Regular Expressions for Network Engineers
How many times were you working on a task which involved either updating all instances of a piece of configuration or creating a new configuration piece at multiple points on a network device? You have translated the requirements into functional syntax, a blueprint, for the specific hardware platform, now it’s time to implement it 10’s of times on the device. How do you implement it on the device?
For small and non-routine one-off tasks, the quickest way may be to jump on the device and repeat the manual labor N times at different places and with slight variations, where N is hopefully a relatively small number worth this manual approach. This may also be true for a junior network engineer who may not know other efficient methods of achieving it.
This is a type of automation as we aim to reduce if not eliminate manual processes that are very well defined and certainly repeatable. While automation can go a long way where we can have multiple devices or device groups, automated login to these, implementation of config and finally verification of status and rollback if needed, all being launched in order by a single orchestrating script – say an Ansible Playbook. Let’s keep that for some other day and talk about simple config generation on a single device that we can manually apply.
Ok, enough of the need for regular expressions (regex), let’s get started.

Data:

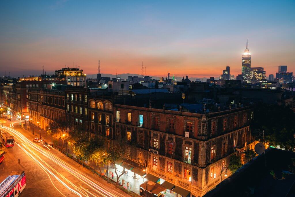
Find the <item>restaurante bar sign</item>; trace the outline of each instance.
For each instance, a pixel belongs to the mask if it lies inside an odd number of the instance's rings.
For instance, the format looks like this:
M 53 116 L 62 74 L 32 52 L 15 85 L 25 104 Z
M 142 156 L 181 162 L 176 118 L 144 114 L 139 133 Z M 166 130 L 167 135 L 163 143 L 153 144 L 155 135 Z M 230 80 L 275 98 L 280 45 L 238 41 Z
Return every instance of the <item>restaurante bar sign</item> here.
M 191 189 L 191 185 L 189 183 L 185 182 L 183 182 L 179 179 L 176 180 L 176 184 L 179 185 L 182 188 L 183 188 L 186 189 L 190 190 Z

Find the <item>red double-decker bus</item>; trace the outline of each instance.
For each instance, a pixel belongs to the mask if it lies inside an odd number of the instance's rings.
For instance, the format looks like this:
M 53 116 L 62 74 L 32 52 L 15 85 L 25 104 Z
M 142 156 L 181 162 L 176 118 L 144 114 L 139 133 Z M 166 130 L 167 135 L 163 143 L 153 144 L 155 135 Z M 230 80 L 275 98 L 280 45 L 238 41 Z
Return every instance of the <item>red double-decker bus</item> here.
M 0 197 L 18 196 L 26 186 L 24 171 L 14 171 L 0 183 Z
M 1 131 L 1 142 L 6 147 L 12 147 L 14 145 L 14 138 L 13 136 L 6 132 Z
M 4 152 L 0 151 L 0 164 L 3 162 L 4 160 Z

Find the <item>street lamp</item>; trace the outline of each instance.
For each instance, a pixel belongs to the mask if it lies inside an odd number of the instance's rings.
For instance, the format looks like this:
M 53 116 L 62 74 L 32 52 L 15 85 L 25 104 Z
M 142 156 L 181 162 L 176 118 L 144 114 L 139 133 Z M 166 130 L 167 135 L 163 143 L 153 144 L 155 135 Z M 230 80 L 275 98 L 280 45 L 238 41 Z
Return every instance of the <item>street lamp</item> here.
M 31 120 L 31 123 L 32 123 L 32 118 L 30 118 L 30 120 Z M 34 133 L 34 123 L 32 123 L 32 124 L 33 125 L 32 126 L 33 127 L 33 135 L 35 135 L 35 134 Z
M 220 183 L 222 181 L 222 172 L 223 170 L 225 170 L 225 174 L 224 175 L 224 176 L 226 177 L 227 176 L 227 174 L 226 172 L 228 168 L 227 167 L 227 166 L 226 165 L 222 165 L 222 166 L 221 167 L 221 171 L 220 171 Z
M 26 122 L 26 118 L 24 117 L 24 115 L 23 115 L 22 117 L 24 119 L 24 125 L 25 125 L 26 129 L 27 129 L 27 123 Z
M 1 148 L 1 150 L 2 150 L 2 142 L 1 142 L 2 136 L 1 134 L 1 126 L 2 126 L 2 127 L 3 127 L 3 123 L 0 123 L 0 146 L 1 146 L 0 148 Z
M 50 131 L 50 134 L 51 135 L 51 146 L 53 147 L 53 144 L 52 143 L 52 131 L 50 130 L 50 127 L 48 128 L 48 130 Z
M 145 173 L 146 173 L 146 175 L 145 175 L 145 177 L 146 177 L 147 179 L 147 187 L 146 187 L 146 190 L 147 190 L 147 197 L 148 197 L 148 161 L 146 160 L 145 160 L 143 162 L 143 166 L 145 167 Z
M 38 126 L 39 127 L 39 131 L 40 132 L 40 139 L 41 139 L 41 128 L 40 126 L 40 124 L 39 124 L 39 121 L 37 121 L 37 124 L 38 124 Z
M 104 153 L 103 154 L 104 155 L 106 155 L 106 153 Z M 107 159 L 107 163 L 106 163 L 106 174 L 107 175 L 108 177 L 108 183 L 110 183 L 109 181 L 109 160 Z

Aim: Copy the passage of the regular expressions text from "This is a type" to "can manually apply." word for word. The rows aren't needed here.

Solution below:
This is a type of automation as we aim to reduce if not eliminate manual processes that are very well defined and certainly repeatable. While automation can go a long way where we can have multiple devices or device groups, automated login to these, implementation of config and finally verification of status and rollback if needed, all being launched in order by a single orchestrating script – say an Ansible Playbook. Let’s keep that for some other day and talk about simple config generation on a single device that we can manually apply.